Supreme Court of Georgia
Oct 20, 1988
258 Ga. 645 (Ga. 1988)

Summary

finding defendant was not prejudiced by counsel's deficient performance, and stating "[w]e prefer to examine the facts of each case and grant relief where there is at least an inference from the evidence that the defendant would have accepted the offer as made or something similar"

Summary of this case from Davie v. State

Opinion

45619.

DECIDED OCTOBER 20, 1988 RECONSIDERATION DENIED NOVEMBER 9, 1988.

Murder. Glynn Superior Court. Before Judge Killian.

Michael H. Dunn, for appellant.

Glenn Thomas, Jr., District Attorney, John B. Johnson III, Assistant District Attorney, Michael J. Bowers, Attorney General, Andrew S. Ree, for appellee.


On the previous appeal of her murder conviction, Bernice Mae Lloyd raised, for the first time, the question of the effectiveness of her trial counsel. Her conviction was affirmed by this court in Lloyd v. State, 257 Ga. 108 ( 355 S.E.2d 423) (1987), as to all issues except her ineffective assistance claim which was remanded to the trial court pursuant to our decision in Smith v. State, 255 Ga. 654 ( 341 S.E.2d 5) (1986). Lloyd now appeals the trial court's finding that her trial counsel was effective. The principal issue raised by her appeal is whether the failure of trial counsel to communicate a plea bargain, the terms of which were favorable compared to the result of the trial, rendered his services ineffective.
---
WRITTEN INSTRUCTION A -
Reproduce the Georgia Supreme Court opinion word for word from "Summary of this" to "Before Judge Killian.".
WRITTEN INSTRUCTION B -
Continue the Georgia Supreme Court opinion, beginning right after its last sentence.

Pointing dataset excerpts:
---
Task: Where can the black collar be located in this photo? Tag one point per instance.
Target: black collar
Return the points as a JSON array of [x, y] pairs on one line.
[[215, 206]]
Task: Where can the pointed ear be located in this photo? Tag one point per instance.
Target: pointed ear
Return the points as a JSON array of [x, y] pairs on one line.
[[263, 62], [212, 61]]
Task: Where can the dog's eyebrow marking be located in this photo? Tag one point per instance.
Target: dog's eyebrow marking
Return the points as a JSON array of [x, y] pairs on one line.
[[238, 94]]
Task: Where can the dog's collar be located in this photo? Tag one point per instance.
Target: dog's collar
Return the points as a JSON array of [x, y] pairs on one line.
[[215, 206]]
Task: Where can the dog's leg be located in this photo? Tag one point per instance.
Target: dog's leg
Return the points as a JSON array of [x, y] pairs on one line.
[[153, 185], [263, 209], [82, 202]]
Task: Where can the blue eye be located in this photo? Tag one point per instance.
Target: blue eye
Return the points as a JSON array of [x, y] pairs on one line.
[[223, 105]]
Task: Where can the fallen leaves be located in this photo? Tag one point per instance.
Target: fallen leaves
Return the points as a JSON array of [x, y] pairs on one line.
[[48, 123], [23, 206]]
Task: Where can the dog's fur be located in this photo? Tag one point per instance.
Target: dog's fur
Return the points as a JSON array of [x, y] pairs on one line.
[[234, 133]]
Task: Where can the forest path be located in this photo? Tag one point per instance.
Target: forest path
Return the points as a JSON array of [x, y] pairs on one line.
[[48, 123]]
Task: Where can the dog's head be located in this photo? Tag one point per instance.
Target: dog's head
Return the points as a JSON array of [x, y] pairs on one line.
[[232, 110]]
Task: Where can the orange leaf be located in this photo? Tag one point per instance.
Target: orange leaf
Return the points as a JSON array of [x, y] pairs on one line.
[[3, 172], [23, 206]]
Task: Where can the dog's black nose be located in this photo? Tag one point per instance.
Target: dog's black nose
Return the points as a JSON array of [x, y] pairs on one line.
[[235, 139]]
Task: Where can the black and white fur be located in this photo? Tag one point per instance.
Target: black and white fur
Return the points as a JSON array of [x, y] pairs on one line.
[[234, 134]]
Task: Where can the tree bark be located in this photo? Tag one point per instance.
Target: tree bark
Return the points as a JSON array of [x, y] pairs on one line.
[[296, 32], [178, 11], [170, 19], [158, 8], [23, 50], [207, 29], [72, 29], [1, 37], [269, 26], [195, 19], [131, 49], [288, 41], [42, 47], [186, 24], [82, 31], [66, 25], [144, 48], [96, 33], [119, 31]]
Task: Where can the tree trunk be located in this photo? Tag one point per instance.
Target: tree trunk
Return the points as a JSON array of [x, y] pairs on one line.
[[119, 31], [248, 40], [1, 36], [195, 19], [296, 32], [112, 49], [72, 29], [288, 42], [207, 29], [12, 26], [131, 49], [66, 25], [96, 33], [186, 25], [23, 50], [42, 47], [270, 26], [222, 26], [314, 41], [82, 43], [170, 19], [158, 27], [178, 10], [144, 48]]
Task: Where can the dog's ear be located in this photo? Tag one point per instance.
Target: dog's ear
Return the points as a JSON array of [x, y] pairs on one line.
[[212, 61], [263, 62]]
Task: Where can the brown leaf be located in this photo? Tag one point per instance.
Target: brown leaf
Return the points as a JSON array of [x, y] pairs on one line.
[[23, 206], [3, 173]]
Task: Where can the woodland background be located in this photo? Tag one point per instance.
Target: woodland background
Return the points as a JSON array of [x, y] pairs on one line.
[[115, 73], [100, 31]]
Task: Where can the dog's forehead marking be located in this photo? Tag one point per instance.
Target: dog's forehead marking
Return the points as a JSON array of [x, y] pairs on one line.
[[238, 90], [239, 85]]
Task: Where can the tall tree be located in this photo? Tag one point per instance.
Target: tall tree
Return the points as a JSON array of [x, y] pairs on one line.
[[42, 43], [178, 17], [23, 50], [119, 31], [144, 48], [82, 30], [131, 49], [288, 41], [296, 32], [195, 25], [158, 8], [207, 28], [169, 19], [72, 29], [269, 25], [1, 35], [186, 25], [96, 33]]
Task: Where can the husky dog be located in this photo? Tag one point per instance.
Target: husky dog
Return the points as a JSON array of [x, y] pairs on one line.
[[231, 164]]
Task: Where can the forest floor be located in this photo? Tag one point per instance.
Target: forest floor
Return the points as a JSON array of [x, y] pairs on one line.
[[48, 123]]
---
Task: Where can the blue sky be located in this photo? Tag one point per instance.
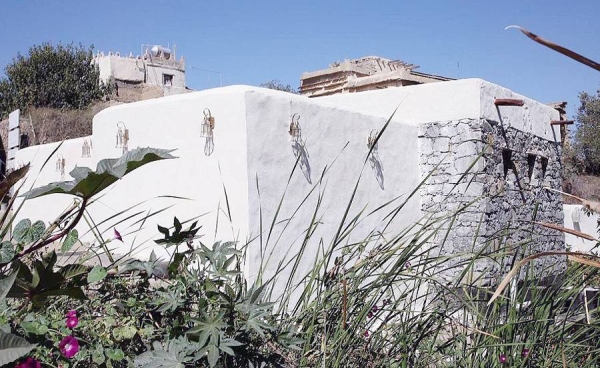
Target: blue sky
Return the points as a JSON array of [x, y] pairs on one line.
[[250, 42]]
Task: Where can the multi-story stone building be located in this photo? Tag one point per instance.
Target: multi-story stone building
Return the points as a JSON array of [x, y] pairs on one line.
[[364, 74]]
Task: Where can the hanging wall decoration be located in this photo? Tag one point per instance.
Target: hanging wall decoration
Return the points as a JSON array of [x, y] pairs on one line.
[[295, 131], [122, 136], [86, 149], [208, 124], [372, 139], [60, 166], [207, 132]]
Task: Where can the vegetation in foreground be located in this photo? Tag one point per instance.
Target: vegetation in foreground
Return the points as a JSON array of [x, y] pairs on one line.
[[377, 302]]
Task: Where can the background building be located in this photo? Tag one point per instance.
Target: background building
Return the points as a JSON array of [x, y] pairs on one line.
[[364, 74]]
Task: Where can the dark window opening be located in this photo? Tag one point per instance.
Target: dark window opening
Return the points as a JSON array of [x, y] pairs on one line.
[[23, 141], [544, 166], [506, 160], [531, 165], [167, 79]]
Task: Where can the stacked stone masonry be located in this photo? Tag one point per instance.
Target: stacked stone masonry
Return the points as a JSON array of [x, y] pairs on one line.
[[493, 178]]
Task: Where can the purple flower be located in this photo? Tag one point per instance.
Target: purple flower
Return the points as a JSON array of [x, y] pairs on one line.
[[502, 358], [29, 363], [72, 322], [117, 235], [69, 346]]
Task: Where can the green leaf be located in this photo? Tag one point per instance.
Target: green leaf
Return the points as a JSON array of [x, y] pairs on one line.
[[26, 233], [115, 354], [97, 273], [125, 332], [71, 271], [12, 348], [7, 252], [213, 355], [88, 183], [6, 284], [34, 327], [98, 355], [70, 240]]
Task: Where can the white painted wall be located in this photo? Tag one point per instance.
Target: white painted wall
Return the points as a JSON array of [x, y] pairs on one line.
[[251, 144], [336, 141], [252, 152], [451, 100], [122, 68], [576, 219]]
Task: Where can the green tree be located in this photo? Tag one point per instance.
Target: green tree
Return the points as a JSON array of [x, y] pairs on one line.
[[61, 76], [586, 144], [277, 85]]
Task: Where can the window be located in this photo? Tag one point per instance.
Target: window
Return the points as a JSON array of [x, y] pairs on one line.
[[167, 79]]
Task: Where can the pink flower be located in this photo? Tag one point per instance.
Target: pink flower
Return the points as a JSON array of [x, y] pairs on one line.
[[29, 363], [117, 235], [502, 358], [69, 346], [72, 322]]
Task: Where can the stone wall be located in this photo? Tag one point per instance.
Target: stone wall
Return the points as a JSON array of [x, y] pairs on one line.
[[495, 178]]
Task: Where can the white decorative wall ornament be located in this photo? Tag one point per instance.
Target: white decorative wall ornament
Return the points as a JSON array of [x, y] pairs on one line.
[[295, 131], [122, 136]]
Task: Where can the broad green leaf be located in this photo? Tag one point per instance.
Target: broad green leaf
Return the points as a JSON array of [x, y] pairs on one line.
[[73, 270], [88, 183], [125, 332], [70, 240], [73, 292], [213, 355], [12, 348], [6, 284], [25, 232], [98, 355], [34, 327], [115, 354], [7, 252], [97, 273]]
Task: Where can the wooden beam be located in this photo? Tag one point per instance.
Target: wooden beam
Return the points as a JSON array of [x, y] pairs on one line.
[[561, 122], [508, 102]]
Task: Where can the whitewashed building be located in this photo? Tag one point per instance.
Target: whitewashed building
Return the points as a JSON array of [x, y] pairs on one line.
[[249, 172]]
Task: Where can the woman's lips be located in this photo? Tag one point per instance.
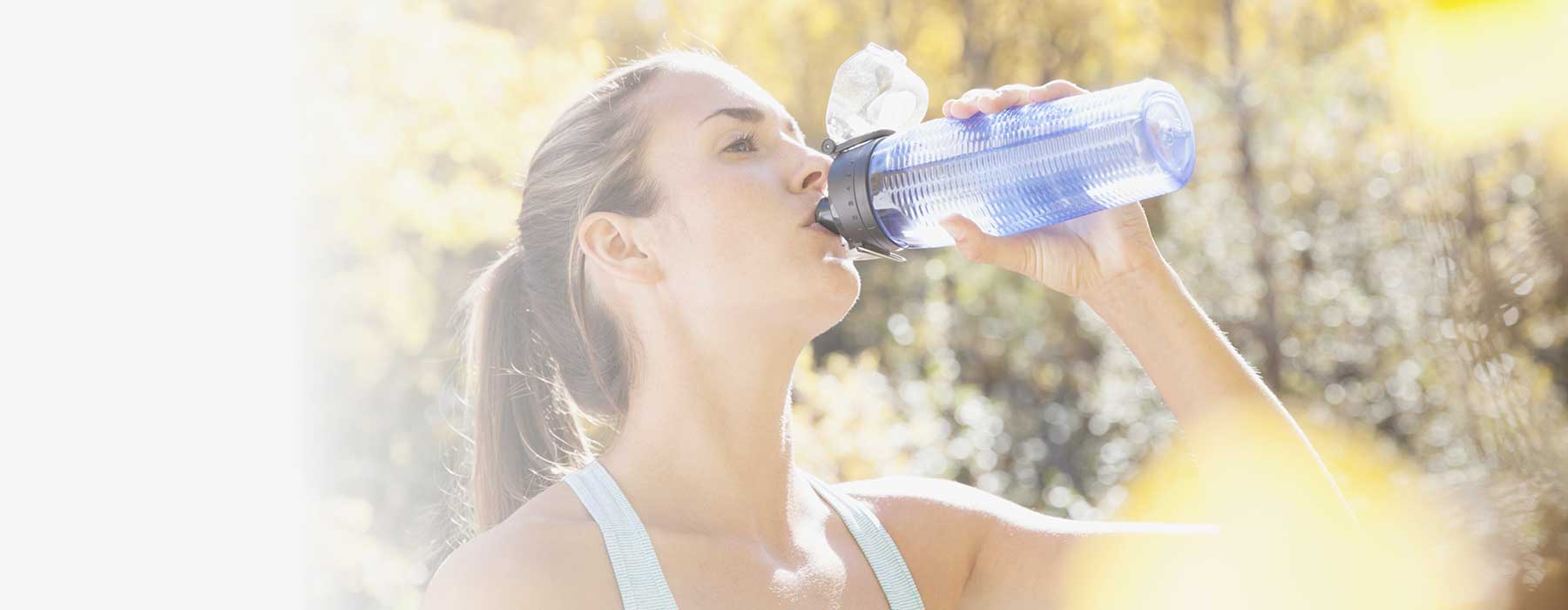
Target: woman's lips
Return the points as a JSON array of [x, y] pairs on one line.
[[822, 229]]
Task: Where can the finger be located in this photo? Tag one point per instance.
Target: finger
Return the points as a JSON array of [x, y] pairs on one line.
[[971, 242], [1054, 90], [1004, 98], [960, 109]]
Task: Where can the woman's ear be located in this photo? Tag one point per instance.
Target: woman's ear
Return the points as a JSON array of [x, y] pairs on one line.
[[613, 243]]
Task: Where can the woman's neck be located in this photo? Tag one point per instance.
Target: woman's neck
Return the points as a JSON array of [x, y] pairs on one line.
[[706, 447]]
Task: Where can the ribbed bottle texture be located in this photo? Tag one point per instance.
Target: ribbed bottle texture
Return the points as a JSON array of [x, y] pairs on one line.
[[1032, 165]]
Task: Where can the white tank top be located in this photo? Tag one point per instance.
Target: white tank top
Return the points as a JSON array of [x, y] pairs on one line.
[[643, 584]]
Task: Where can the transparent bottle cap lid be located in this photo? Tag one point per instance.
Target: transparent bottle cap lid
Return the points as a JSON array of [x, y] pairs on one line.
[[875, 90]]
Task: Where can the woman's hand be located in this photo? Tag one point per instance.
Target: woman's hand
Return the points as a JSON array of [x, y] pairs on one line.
---
ANSWER A -
Summary of this case from Davie v. State

Opinion

45619.

DECIDED OCTOBER 20, 1988 RECONSIDERATION DENIED NOVEMBER 9, 1988.

Murder. Glynn Superior Court. Before Judge Killian.

ANSWER B -
In Smith, we established the practice of remanding to the trial court the claim of ineffective assistance, when such claim was raised only on appeal. The advantage of this procedure is that the claim can be promptly resolved by the judge who presided over the trial as opposed to having it resolved by a habeas court somewhere down the road. From the denial of such remanded claim, the defendant may appeal directly back to this court. Compare OCGA § 5-6-35 (a) (7).

1. Lloyd's complaint concerning her trial counsel's cross-examination of witnesses and his failure to prevent the admission of the victim's dying declaration were found by the trial court to be meritless and we affirm that decision.

2. That a plea bargain was offered to counsel but not communicated to Lloyd is undisputed. The offer involved a plea of guilty to voluntary manslaughter in return for a fifteen-year sentence. The trial resulted in a murder conviction and a life sentence. Trial counsel's explanation for failing to communicate the offer was his strong belief that she would be acquitted because of a persuasive battered woman's syndrome defense. Lloyd v. State, supra, 257 Ga. at 108. The record is silent as to whether Lloyd would have accepted this or any other offer to plead. The trial court found as a matter of fact and law that "counsel's performance was reasonable under all these circumstances. Ford v. State, 255 Ga. 81 (8) [ 335 S.E.2d 567 (1985)]...." For the reasons that follow, we affirm this holding.

The prosecutor testified that he could not deny that such a discussion had taken place, but also stated that he always made a note in his file when an offer was extended and that no such note had been made.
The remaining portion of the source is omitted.